» PROBLEM: Among the entries that follow, find the lines containing the string "below" and copy them.

» MATERIAL FOR THE TASK:
=== Begin Enclosure ===
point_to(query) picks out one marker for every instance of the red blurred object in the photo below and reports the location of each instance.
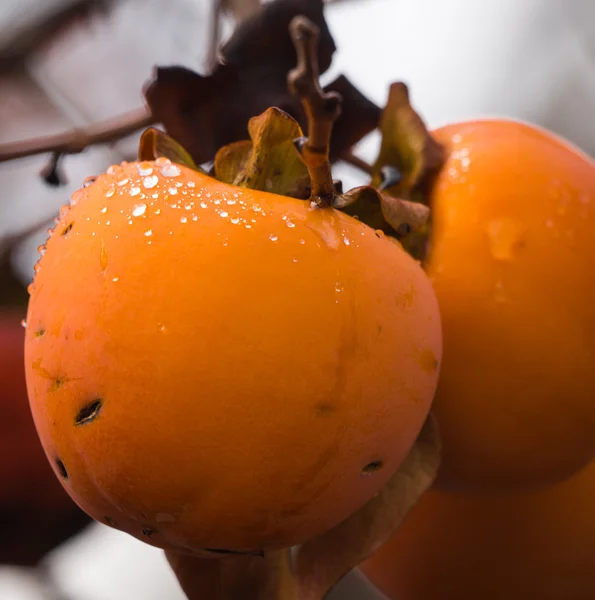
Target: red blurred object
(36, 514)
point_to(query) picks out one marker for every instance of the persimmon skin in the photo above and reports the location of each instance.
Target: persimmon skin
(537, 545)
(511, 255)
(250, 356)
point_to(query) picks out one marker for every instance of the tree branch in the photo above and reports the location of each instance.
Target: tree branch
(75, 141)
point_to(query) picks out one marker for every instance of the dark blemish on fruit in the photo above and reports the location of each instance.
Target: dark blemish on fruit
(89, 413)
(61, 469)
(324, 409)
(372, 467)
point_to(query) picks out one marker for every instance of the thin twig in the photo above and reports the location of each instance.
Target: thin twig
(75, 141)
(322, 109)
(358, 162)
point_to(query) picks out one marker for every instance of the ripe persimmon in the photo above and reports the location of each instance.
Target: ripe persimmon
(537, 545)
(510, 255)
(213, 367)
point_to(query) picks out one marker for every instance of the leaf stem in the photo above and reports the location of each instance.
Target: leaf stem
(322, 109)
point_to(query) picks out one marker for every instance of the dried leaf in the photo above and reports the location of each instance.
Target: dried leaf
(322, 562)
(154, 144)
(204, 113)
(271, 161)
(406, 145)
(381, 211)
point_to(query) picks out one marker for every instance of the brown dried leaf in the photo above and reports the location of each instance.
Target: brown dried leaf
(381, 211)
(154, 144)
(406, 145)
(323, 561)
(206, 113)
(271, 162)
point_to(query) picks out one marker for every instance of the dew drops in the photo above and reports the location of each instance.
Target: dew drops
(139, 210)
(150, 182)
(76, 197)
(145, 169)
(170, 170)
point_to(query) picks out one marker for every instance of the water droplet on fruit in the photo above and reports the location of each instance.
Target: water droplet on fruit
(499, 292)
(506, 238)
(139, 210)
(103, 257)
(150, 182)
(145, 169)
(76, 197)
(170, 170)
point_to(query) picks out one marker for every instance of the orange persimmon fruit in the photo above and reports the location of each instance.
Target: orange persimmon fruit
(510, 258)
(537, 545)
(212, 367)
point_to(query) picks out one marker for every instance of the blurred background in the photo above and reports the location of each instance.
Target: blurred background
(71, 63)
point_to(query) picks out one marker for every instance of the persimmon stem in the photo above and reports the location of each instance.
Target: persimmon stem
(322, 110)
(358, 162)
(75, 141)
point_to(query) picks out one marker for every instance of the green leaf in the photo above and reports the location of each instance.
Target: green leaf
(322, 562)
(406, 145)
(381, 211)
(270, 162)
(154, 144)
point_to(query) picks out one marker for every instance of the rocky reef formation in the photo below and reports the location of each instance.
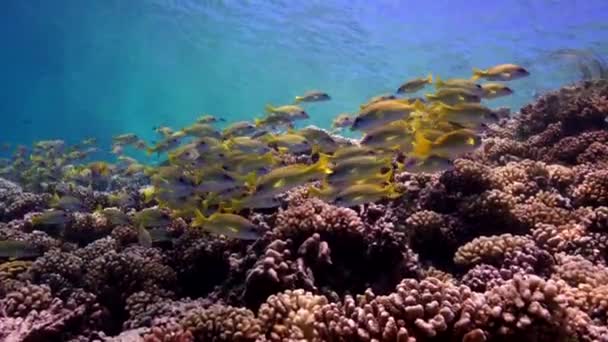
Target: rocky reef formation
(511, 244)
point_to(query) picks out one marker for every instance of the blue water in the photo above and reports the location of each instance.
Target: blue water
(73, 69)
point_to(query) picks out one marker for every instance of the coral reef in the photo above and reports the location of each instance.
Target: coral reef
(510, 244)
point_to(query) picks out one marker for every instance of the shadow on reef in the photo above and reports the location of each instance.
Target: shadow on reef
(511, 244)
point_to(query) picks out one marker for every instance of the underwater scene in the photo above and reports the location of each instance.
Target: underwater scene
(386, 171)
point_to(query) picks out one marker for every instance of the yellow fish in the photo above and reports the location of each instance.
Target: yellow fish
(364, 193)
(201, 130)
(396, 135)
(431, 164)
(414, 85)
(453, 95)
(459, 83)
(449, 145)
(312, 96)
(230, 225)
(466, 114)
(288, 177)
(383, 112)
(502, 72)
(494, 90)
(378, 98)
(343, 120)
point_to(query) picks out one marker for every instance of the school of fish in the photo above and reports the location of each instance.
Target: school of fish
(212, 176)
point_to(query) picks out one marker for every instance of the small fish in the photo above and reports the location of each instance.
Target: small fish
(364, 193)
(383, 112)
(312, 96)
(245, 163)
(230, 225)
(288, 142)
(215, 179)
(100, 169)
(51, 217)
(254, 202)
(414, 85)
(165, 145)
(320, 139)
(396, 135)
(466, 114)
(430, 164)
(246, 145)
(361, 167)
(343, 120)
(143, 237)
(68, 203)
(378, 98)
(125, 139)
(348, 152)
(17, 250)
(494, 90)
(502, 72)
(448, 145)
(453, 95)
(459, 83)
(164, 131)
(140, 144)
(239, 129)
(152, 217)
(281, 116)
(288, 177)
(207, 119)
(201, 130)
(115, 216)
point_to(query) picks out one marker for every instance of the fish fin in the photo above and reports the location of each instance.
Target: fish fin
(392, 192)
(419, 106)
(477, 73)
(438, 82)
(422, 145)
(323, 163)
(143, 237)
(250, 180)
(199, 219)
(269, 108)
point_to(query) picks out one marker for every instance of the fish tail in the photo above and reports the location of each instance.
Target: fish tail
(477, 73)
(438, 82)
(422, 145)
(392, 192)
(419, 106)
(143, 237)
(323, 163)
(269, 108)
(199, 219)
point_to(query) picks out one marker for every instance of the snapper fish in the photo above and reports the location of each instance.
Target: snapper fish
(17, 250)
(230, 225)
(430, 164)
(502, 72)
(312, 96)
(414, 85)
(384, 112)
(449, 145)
=== End Enclosure ===
» RESULT FOR THIS TASK:
point_to(query) picks out one marker for every instance of the red blurred object in the photo below and reports the location of each instance.
point_to(query) picks out one marker for every instance of the rocky reef formation in the photo below and reports the location of each instance.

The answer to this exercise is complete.